Action item: Look for "the white sedan" in the listing below, then copy exactly the line it appears in and all lines after it to the end, and nothing more.
···
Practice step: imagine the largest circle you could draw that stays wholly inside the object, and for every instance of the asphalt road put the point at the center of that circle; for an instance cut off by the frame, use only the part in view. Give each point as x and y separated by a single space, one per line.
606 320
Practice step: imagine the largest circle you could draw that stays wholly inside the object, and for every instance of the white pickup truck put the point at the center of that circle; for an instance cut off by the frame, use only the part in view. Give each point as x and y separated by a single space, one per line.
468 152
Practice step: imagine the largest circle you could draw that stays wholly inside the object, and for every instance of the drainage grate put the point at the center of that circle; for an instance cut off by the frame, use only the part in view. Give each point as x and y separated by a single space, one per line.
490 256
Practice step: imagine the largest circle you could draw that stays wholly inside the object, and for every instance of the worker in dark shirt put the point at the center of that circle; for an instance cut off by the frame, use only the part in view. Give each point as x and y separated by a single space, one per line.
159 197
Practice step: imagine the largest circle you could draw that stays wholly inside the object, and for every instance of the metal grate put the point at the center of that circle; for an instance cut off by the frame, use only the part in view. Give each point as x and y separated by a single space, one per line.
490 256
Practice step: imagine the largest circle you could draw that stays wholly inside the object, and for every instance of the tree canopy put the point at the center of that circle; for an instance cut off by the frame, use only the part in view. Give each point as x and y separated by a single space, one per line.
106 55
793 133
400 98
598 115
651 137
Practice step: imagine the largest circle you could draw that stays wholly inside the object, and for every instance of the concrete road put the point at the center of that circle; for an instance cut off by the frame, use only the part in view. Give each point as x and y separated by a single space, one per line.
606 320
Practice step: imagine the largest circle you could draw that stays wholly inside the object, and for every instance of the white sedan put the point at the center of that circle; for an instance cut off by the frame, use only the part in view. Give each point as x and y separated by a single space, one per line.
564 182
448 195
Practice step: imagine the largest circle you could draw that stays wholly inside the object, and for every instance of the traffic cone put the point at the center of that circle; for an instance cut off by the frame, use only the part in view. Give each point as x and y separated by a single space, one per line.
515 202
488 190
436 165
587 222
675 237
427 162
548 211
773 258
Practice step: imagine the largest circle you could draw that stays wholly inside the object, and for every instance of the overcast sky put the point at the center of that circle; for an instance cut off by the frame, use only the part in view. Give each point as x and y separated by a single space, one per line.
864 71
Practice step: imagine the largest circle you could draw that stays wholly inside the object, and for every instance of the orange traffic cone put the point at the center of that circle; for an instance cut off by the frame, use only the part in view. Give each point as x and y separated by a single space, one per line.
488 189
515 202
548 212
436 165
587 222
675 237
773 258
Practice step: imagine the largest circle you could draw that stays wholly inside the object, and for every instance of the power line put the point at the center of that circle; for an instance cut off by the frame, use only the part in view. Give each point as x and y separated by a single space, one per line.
···
Result of the exercise:
Practice step: imagine the largest circle you could draw that stays wholly inside the object, and for every instance of the white sedan put the point at the center of that circle; for an instance cut off by the frame, use only the part in view. Give each point as x and y separated by a single space, one per line.
564 182
448 195
Practice step: imagine the largest circle you could draw that stays wholly inside the object, and for every instance of the traffic cone put the point at the center of that circle; for an instance cut off by the frame, use only the part in view. Give each point as x and y separated by a single space, one per line.
515 202
488 190
436 165
587 222
675 237
427 162
548 211
773 258
Practice step: imagine the largest circle you could draw that stays wholly inside the object, and for every instance of the overcast sky put the point at the center of that circle; for an instance cut off by the frame, use only the part in view. Give each point as x and y separated by a single space, one per line.
864 71
Practice step: imagine the largest circle you could draw that stays wholly inside the object, and for every instance of the orange traffic cone put the point at the center of that circle; for an instance cut off by the frame, use only the part in view. Give each point as x and y separated by a single space, one per line.
488 189
515 202
548 212
436 165
587 222
675 237
773 258
Practice step: imagine the largest circle you could draw that stays wholly inside the object, and for every instance of the power line put the point at the center of that circle; for an instance cut off by the frame, use only the part in view. Give each point as x and y separated by a single space, one per line.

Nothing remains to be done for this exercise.